TASK TO CARRY OUT: Among the records, how many lines contain "each"? Only the number is needed.

PROVIDED DATA:
==================================================
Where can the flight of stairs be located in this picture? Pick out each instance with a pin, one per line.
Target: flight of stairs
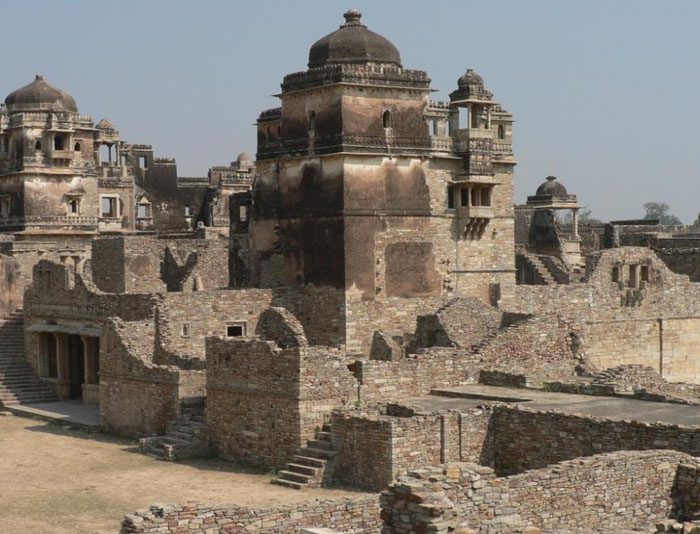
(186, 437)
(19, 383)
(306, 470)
==================================================
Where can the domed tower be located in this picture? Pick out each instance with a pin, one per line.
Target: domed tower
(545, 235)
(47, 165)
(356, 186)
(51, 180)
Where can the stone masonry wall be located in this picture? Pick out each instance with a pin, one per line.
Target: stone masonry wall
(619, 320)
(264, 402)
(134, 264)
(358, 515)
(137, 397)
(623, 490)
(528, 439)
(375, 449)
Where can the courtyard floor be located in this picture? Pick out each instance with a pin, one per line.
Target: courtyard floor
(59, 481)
==================================================
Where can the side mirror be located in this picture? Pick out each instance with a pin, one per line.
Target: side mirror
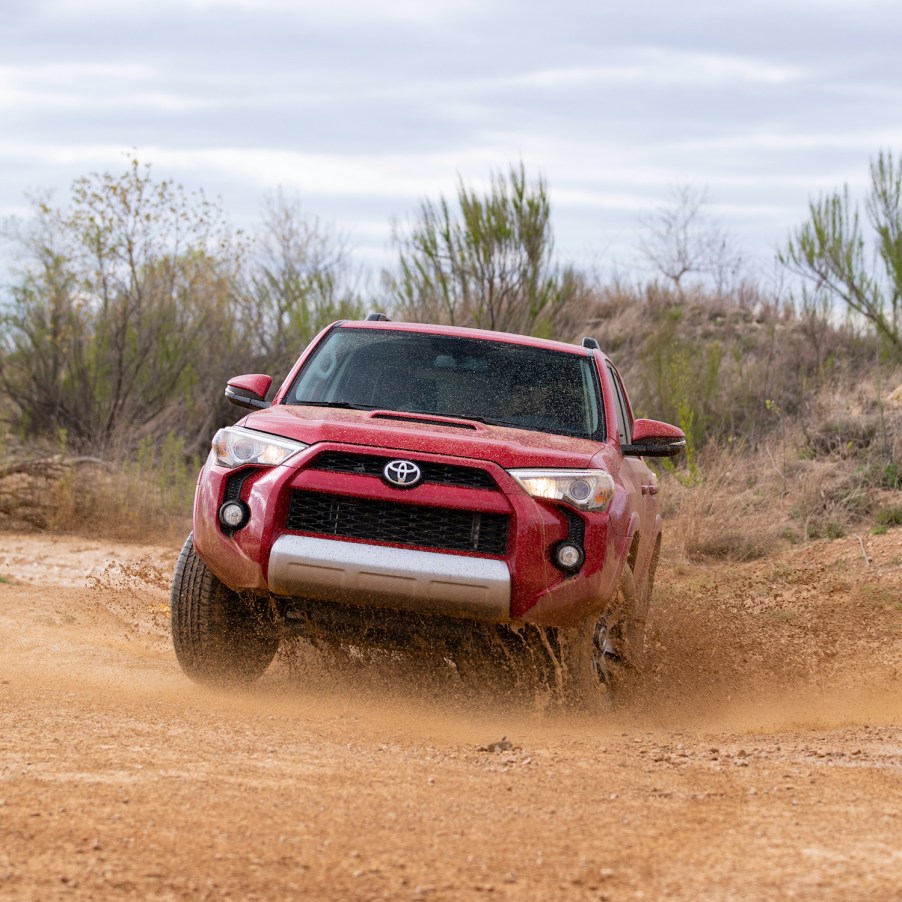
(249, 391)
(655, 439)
==================================================
SOLUTION TO THIS PROBLEM: 5